Written exercise — Please copy every row below word for word, and leave the pictures out of your answer.

------ Records provided

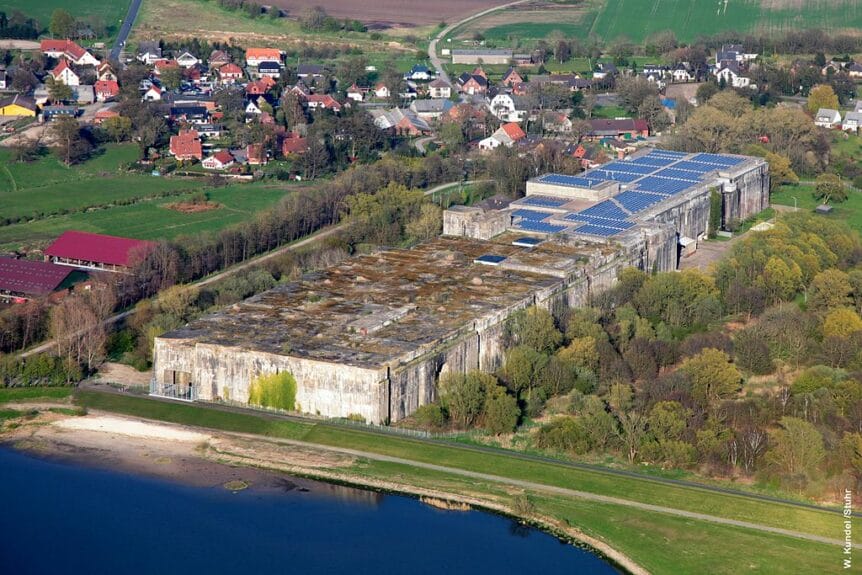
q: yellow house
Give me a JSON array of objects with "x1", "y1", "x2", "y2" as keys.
[{"x1": 0, "y1": 94, "x2": 36, "y2": 117}]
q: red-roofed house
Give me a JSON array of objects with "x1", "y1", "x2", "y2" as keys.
[
  {"x1": 51, "y1": 59, "x2": 81, "y2": 86},
  {"x1": 201, "y1": 150, "x2": 234, "y2": 170},
  {"x1": 45, "y1": 230, "x2": 155, "y2": 272},
  {"x1": 281, "y1": 132, "x2": 308, "y2": 157},
  {"x1": 39, "y1": 40, "x2": 99, "y2": 66},
  {"x1": 94, "y1": 80, "x2": 120, "y2": 102},
  {"x1": 93, "y1": 110, "x2": 120, "y2": 126},
  {"x1": 170, "y1": 130, "x2": 204, "y2": 160},
  {"x1": 305, "y1": 94, "x2": 341, "y2": 114},
  {"x1": 0, "y1": 257, "x2": 73, "y2": 303},
  {"x1": 245, "y1": 48, "x2": 281, "y2": 66},
  {"x1": 218, "y1": 63, "x2": 243, "y2": 84}
]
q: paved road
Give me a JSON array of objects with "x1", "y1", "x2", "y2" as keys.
[
  {"x1": 428, "y1": 0, "x2": 532, "y2": 84},
  {"x1": 110, "y1": 0, "x2": 143, "y2": 60},
  {"x1": 19, "y1": 180, "x2": 476, "y2": 359}
]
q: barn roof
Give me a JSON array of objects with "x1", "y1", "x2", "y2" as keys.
[
  {"x1": 45, "y1": 230, "x2": 155, "y2": 266},
  {"x1": 0, "y1": 257, "x2": 73, "y2": 296}
]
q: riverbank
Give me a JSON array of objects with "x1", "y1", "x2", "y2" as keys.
[{"x1": 5, "y1": 412, "x2": 649, "y2": 575}]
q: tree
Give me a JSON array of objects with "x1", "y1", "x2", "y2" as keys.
[
  {"x1": 48, "y1": 8, "x2": 77, "y2": 38},
  {"x1": 51, "y1": 116, "x2": 90, "y2": 166},
  {"x1": 440, "y1": 371, "x2": 497, "y2": 429},
  {"x1": 766, "y1": 417, "x2": 826, "y2": 485},
  {"x1": 45, "y1": 76, "x2": 72, "y2": 104},
  {"x1": 679, "y1": 348, "x2": 742, "y2": 407},
  {"x1": 807, "y1": 84, "x2": 838, "y2": 114},
  {"x1": 484, "y1": 393, "x2": 521, "y2": 435},
  {"x1": 506, "y1": 306, "x2": 563, "y2": 353},
  {"x1": 814, "y1": 173, "x2": 847, "y2": 204},
  {"x1": 102, "y1": 116, "x2": 132, "y2": 144}
]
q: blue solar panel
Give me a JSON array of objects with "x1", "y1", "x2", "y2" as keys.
[
  {"x1": 691, "y1": 154, "x2": 745, "y2": 166},
  {"x1": 512, "y1": 210, "x2": 551, "y2": 222},
  {"x1": 590, "y1": 168, "x2": 643, "y2": 184},
  {"x1": 538, "y1": 174, "x2": 597, "y2": 188},
  {"x1": 602, "y1": 162, "x2": 656, "y2": 176},
  {"x1": 519, "y1": 196, "x2": 568, "y2": 208},
  {"x1": 631, "y1": 156, "x2": 676, "y2": 168},
  {"x1": 673, "y1": 160, "x2": 718, "y2": 174},
  {"x1": 638, "y1": 176, "x2": 692, "y2": 196},
  {"x1": 580, "y1": 200, "x2": 629, "y2": 221},
  {"x1": 653, "y1": 168, "x2": 701, "y2": 182},
  {"x1": 614, "y1": 190, "x2": 665, "y2": 213},
  {"x1": 515, "y1": 220, "x2": 566, "y2": 234}
]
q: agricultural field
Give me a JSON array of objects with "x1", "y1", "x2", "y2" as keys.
[
  {"x1": 0, "y1": 144, "x2": 202, "y2": 222},
  {"x1": 456, "y1": 0, "x2": 862, "y2": 46},
  {"x1": 0, "y1": 184, "x2": 294, "y2": 252},
  {"x1": 0, "y1": 0, "x2": 129, "y2": 36}
]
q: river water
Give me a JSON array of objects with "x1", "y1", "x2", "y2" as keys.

------------

The answer —
q: yellow house
Give me a JSON array of objects with "x1", "y1", "x2", "y2" as keys.
[{"x1": 0, "y1": 94, "x2": 36, "y2": 117}]
q: red-roofed house
Give me a JSON array of objects with "x1", "y1", "x2", "y2" as keys.
[
  {"x1": 51, "y1": 59, "x2": 81, "y2": 86},
  {"x1": 201, "y1": 150, "x2": 234, "y2": 170},
  {"x1": 45, "y1": 230, "x2": 155, "y2": 272},
  {"x1": 281, "y1": 132, "x2": 308, "y2": 157},
  {"x1": 39, "y1": 40, "x2": 99, "y2": 66},
  {"x1": 94, "y1": 80, "x2": 120, "y2": 102},
  {"x1": 93, "y1": 110, "x2": 120, "y2": 126},
  {"x1": 170, "y1": 130, "x2": 204, "y2": 160},
  {"x1": 305, "y1": 94, "x2": 341, "y2": 114},
  {"x1": 0, "y1": 257, "x2": 73, "y2": 303},
  {"x1": 245, "y1": 48, "x2": 281, "y2": 66},
  {"x1": 218, "y1": 63, "x2": 243, "y2": 84}
]
q: paved road
Give me a JSON array of objects with "x1", "y1", "x2", "y2" as keys.
[
  {"x1": 428, "y1": 0, "x2": 532, "y2": 84},
  {"x1": 110, "y1": 0, "x2": 143, "y2": 60},
  {"x1": 19, "y1": 180, "x2": 476, "y2": 359}
]
q: barn roof
Give me a JSON array of objects with "x1", "y1", "x2", "y2" as keys.
[
  {"x1": 45, "y1": 230, "x2": 155, "y2": 266},
  {"x1": 0, "y1": 257, "x2": 73, "y2": 296}
]
q: riverbank
Give me a JSON array of objects with "x1", "y1", "x2", "y2" as keys.
[{"x1": 5, "y1": 412, "x2": 649, "y2": 575}]
q: tree
Give me a JSON array of objects with "x1", "y1", "x2", "y2" as keys.
[
  {"x1": 48, "y1": 8, "x2": 77, "y2": 38},
  {"x1": 51, "y1": 116, "x2": 90, "y2": 166},
  {"x1": 440, "y1": 371, "x2": 497, "y2": 429},
  {"x1": 766, "y1": 417, "x2": 826, "y2": 485},
  {"x1": 45, "y1": 76, "x2": 72, "y2": 104},
  {"x1": 679, "y1": 348, "x2": 742, "y2": 407},
  {"x1": 807, "y1": 84, "x2": 838, "y2": 114},
  {"x1": 484, "y1": 393, "x2": 521, "y2": 435},
  {"x1": 506, "y1": 306, "x2": 563, "y2": 353},
  {"x1": 814, "y1": 173, "x2": 847, "y2": 204},
  {"x1": 102, "y1": 116, "x2": 132, "y2": 144}
]
q: blue solar panel
Give me a JSON array of objects with "x1", "y1", "x2", "y2" as keys.
[
  {"x1": 691, "y1": 154, "x2": 745, "y2": 166},
  {"x1": 512, "y1": 210, "x2": 551, "y2": 222},
  {"x1": 590, "y1": 168, "x2": 643, "y2": 184},
  {"x1": 538, "y1": 174, "x2": 597, "y2": 188},
  {"x1": 602, "y1": 162, "x2": 656, "y2": 176},
  {"x1": 519, "y1": 196, "x2": 568, "y2": 208},
  {"x1": 631, "y1": 156, "x2": 676, "y2": 168},
  {"x1": 673, "y1": 160, "x2": 718, "y2": 174},
  {"x1": 638, "y1": 176, "x2": 692, "y2": 196},
  {"x1": 580, "y1": 200, "x2": 629, "y2": 221},
  {"x1": 653, "y1": 168, "x2": 701, "y2": 182},
  {"x1": 614, "y1": 190, "x2": 665, "y2": 213},
  {"x1": 515, "y1": 220, "x2": 566, "y2": 234}
]
q: agricultural field
Give me a JSON array of objects with "x1", "y1", "x2", "y2" as keys.
[
  {"x1": 0, "y1": 144, "x2": 202, "y2": 222},
  {"x1": 456, "y1": 0, "x2": 862, "y2": 46},
  {"x1": 0, "y1": 184, "x2": 294, "y2": 252},
  {"x1": 0, "y1": 0, "x2": 129, "y2": 36}
]
q: river water
Give me a JSON array of objects with "x1", "y1", "x2", "y2" as keys.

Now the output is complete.